Information supplied:

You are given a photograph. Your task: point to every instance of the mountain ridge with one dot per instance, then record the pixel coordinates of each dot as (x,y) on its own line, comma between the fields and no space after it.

...

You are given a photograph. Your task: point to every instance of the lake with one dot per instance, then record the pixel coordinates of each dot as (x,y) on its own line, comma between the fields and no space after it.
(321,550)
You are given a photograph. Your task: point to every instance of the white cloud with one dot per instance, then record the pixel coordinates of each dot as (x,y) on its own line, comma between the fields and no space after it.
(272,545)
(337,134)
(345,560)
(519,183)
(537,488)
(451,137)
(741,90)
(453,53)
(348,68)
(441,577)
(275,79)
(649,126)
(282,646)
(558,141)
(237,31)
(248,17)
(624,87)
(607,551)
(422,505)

==

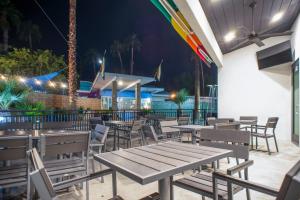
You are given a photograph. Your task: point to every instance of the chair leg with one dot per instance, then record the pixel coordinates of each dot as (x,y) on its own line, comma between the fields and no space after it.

Goal: Locate every line in the material above that contains the word "photograph" and copy each of those lines in full.

Result of this exercise:
You are given a photograph. Your task: point to every instance of the mountain ridge with one dot per instance, then record the pixel coordinates of each dot as (x,y) on its own line, comma between the fields and no space after it.
You are given a photograph. Your task: point to every instance of the lake with one dot per instance, then record the pixel coordinates of each dot as (x,y) on its own line, comma between the fields and no space after it.
You are given a photograph. Your task: point to every instance of the white cloud with one dot per instance, then record the pixel coordinates of each dot as (x,y) on its own line, comma between the fields and no space after it.
You are given a photograph. Your task: point to every instance of the chair leg with one dot per instance, then record the pixel coordinates of each dot as (x,y) on its own line, comma between the fields and no space after it.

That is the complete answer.